[Provided passage]
[Start of Attachment]

I noticed something that I hadn't expected after I turned around to go back over the ridge. It was just beginning to become light out at this point. When I was about two miles from the ridge, by road, I noticed a rhythmic vibration that completely enveloped me and it seemed to be following the same beat as the whooshing mentioned at the first encounter. I couldn't so much hear it as feel it throughout my body. I developed a pounding headache followed by nausea. A tingling sensation developed in my hands. I also had an odd sense of disorientation (not quite dizzy, but a similar feeling). The best way I can describe it is to compare it to the feeling you get on a commercial jet on take off when the plane goes into a steep climb, most evident if you fly at night. Your spatial sensations are confused as you only see what is going on in the cabin yet feel the acceleration in your vestibular apparatus. The vibrations seemed to be most intense when I put the engine under mild load on the uphill sections of the road and I could readily call this up by manipulating the throttle. I thought it may have been a character of the engine I'd never picked up on so I made a point of paying attention to the sensation taking in all detail.
I crested the ridge and kept on going on the upwind side of the turbines. Mountain roads tend to undulate up and down hill whether you're going toward the top or the base of a mountain, so I had plenty of uphill grades to load the engine. What I noticed was the vibration was still present but much less intense. I went on through Thomas and continued south on 32 paying attention to the uphill areas. I could no longer get the sensation to occur after putting a few miles between me and the turbines. First the tingling and disorientation disappeared and then the headache. The nausea lingered for an additional hour.

[End of Attachment]

(Items listed in a dataset)
[Start of Attachment]

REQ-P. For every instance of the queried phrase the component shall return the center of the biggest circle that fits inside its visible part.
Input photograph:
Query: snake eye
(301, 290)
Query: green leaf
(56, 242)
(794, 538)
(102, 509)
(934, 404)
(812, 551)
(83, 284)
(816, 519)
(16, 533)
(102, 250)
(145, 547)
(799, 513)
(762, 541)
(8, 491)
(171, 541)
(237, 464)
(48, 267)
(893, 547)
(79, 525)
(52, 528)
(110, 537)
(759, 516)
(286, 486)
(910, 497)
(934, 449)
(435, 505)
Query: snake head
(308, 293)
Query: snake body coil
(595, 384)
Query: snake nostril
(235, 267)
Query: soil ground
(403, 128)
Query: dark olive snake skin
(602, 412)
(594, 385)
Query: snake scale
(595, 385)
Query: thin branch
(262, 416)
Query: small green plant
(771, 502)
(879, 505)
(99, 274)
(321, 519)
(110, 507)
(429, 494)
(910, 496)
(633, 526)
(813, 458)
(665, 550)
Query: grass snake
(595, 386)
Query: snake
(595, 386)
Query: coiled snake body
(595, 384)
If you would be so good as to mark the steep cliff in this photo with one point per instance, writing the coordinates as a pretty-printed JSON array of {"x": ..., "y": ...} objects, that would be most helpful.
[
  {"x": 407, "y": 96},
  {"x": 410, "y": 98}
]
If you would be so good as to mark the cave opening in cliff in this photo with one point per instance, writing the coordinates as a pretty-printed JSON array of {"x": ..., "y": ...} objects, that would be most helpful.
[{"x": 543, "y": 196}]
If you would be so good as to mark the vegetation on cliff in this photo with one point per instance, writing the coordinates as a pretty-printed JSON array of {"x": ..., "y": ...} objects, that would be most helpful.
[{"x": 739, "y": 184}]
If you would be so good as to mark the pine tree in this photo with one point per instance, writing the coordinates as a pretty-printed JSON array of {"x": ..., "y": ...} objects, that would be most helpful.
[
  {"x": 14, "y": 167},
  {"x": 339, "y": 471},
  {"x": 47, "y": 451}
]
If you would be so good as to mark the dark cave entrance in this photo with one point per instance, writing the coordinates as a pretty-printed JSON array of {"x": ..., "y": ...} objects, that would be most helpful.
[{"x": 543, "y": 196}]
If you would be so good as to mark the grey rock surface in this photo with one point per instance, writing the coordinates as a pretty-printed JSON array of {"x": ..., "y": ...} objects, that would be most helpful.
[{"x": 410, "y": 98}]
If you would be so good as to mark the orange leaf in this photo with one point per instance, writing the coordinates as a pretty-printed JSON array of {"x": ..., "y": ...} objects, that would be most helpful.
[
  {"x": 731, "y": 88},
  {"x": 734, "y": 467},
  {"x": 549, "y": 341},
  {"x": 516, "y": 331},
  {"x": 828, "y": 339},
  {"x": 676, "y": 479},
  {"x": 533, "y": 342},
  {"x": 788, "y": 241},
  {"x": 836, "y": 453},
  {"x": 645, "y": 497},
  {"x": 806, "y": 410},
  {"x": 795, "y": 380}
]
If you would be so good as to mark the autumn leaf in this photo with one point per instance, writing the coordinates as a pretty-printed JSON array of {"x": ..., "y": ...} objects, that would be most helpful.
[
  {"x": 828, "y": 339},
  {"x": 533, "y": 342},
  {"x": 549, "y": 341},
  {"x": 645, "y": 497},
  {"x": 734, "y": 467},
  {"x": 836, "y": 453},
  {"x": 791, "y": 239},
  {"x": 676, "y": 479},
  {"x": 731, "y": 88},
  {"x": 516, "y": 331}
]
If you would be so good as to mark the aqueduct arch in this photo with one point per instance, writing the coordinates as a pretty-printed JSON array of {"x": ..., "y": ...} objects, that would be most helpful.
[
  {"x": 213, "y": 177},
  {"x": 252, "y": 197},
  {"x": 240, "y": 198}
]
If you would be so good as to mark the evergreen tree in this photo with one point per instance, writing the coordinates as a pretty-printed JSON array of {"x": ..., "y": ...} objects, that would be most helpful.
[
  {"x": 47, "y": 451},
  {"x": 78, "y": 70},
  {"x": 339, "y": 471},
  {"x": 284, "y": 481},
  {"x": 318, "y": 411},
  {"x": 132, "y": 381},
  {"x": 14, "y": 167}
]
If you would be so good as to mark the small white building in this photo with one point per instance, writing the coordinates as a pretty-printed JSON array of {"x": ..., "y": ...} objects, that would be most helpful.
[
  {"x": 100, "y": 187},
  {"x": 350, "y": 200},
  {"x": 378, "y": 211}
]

[End of Attachment]

[Questions]
- A) In the passage about the wind turbines, which symptom lasted longest after the others went away?
- B) Carry the passage about the wind turbines forward, starting right after its final sentence.
The lines in this dataset are separate material, unrelated to the passage about the wind turbines.

[Expected responses]
- A) The nausea, which lingered for an additional hour.

- B)
Coincidentally numbness, nausea, headaches, and dizziness are commonly reported by people living in the shadow of wind turbines. Industry likes to write these folks off as complainers. On my own behalf I'm not one to run to the doctor for every little hangnail. I've only been to an ER for two fairly severe dog bites - one severed nerve, artery, and vein and one puncture to the hand that my receptionist had to nag me to get me to go to the ER. About two years ago I ruptured my spleen after losing an argument with the ground - I foolishly didn't seek medical help for over twelve hours. I think my symptoms in Tucker County were real.
I'd like to repeat that the models used by the industry to predict sound do not give the same results as models used by other researchers. Measured sounds taken from properties where people experience problems reflect the stable atmosphere predictions made by non-industry scientists. Industry maintains sounds won't be an issue beyond 1000 feet or so. People 2 miles away suffer the impacts described above. Interestingly enough the web site for a turbine manufacturer in Europe recommends a 2 km setback minimum. I contacted them to find out their reason for this policy and received no reply. It has also been suggested that setbacks for turbines in mountainous regions may need to be greater than those on level lands.